■ TASK OBJECTIVE ■
Count the lines below that contain the string "snow", matching case exactly, and reply with the number alone.

● ● ● ● ● ● ●

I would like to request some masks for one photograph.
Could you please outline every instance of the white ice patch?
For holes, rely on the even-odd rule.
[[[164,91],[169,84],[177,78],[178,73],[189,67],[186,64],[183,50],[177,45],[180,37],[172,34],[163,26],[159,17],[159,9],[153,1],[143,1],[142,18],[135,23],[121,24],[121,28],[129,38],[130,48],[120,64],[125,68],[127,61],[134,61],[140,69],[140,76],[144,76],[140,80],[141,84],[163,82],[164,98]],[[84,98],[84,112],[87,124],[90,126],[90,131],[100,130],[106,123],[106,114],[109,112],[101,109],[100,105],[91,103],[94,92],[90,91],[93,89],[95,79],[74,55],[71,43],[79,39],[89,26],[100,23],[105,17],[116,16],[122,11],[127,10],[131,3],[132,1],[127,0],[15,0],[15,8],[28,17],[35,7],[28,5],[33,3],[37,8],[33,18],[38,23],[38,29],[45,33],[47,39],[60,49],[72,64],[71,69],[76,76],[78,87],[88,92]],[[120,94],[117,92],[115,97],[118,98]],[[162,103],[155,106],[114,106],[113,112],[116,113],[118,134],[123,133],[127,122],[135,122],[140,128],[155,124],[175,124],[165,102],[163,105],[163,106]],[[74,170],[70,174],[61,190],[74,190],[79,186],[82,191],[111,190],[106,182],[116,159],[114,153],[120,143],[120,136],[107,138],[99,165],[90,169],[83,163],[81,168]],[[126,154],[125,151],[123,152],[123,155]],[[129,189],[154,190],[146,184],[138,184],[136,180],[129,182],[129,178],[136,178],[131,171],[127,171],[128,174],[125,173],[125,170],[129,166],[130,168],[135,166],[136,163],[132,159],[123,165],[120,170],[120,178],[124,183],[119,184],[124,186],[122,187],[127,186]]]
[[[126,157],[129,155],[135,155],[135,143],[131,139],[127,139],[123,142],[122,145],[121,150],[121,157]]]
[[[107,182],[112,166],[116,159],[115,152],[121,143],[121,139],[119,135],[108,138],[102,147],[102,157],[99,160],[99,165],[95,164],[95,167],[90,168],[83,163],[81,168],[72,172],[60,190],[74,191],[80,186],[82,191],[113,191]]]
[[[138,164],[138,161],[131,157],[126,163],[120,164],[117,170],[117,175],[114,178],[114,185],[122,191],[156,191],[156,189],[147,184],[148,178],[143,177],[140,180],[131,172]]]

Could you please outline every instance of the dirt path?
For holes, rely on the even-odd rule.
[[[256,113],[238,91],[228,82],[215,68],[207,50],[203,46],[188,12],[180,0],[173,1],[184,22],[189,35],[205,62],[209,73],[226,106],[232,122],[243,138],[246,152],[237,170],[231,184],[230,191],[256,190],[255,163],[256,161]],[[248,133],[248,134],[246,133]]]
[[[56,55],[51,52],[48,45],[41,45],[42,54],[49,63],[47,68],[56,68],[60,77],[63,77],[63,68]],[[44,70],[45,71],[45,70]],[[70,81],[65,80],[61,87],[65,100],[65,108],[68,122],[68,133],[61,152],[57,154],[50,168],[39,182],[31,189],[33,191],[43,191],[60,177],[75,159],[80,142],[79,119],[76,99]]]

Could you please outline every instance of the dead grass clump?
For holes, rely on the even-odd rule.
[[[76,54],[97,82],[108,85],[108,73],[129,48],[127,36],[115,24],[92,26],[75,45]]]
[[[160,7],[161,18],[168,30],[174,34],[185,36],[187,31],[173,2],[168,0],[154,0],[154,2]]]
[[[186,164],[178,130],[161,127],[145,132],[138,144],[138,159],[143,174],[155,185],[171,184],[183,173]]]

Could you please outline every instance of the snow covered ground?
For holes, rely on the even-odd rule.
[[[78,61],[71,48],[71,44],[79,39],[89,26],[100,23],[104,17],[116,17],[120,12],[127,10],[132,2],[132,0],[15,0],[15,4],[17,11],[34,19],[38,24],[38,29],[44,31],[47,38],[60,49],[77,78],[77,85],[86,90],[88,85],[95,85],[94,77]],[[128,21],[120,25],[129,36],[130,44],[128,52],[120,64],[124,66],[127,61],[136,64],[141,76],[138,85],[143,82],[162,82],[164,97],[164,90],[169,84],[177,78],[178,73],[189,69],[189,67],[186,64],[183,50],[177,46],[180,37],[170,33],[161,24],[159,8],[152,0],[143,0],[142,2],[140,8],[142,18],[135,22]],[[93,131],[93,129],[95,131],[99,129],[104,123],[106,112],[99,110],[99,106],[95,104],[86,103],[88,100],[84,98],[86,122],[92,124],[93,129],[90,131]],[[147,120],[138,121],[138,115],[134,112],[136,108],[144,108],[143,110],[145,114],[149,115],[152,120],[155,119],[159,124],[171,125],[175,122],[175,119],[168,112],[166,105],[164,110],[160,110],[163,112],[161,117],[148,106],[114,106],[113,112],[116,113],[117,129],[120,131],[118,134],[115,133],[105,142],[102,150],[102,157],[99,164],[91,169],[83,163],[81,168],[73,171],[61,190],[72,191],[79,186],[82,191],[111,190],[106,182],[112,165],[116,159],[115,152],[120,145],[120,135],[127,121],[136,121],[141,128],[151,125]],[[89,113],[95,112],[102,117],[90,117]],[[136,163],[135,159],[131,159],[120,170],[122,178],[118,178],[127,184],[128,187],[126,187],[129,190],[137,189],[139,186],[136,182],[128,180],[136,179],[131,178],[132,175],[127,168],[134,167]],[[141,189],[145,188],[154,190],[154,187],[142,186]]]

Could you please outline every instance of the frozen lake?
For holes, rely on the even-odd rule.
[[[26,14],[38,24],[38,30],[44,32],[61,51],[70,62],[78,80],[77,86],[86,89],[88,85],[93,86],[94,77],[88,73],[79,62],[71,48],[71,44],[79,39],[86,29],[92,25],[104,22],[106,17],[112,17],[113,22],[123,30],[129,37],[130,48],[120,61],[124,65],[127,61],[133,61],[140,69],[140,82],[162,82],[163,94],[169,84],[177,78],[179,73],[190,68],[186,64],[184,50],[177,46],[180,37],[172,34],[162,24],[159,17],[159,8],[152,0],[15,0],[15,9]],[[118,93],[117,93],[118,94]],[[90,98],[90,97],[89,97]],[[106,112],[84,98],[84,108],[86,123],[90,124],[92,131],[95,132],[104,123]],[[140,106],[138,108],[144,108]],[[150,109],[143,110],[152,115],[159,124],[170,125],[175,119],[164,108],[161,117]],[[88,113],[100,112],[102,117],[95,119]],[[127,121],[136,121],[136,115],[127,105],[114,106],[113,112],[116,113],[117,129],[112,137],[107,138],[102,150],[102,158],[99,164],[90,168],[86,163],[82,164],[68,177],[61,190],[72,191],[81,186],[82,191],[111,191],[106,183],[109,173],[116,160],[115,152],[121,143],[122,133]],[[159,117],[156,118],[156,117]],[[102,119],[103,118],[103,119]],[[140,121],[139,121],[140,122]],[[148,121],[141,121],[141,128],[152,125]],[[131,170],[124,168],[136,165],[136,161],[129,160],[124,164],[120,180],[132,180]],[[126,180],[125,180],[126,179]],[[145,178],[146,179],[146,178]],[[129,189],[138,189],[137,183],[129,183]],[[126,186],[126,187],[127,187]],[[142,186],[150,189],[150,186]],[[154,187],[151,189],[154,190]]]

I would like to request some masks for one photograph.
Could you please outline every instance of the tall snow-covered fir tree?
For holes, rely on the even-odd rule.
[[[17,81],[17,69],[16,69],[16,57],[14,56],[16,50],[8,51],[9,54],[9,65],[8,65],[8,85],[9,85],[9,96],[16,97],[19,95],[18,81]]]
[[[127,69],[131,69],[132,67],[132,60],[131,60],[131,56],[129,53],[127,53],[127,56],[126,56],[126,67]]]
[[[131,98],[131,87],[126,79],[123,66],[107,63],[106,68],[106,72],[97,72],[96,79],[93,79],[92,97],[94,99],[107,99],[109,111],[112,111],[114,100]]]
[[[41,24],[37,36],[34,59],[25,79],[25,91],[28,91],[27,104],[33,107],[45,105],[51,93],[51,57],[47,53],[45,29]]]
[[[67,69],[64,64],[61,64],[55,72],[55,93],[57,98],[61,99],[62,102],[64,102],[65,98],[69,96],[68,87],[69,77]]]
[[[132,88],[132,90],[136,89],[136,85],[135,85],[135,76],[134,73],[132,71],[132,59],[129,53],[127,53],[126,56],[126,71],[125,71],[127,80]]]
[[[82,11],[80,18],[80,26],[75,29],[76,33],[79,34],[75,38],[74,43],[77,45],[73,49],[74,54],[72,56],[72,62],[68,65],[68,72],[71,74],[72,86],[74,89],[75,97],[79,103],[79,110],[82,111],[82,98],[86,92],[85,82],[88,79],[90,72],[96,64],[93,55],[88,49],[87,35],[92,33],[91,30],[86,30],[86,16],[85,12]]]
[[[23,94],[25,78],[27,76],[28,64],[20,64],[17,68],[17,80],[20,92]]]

● ● ● ● ● ● ●

■ RESULT ■
2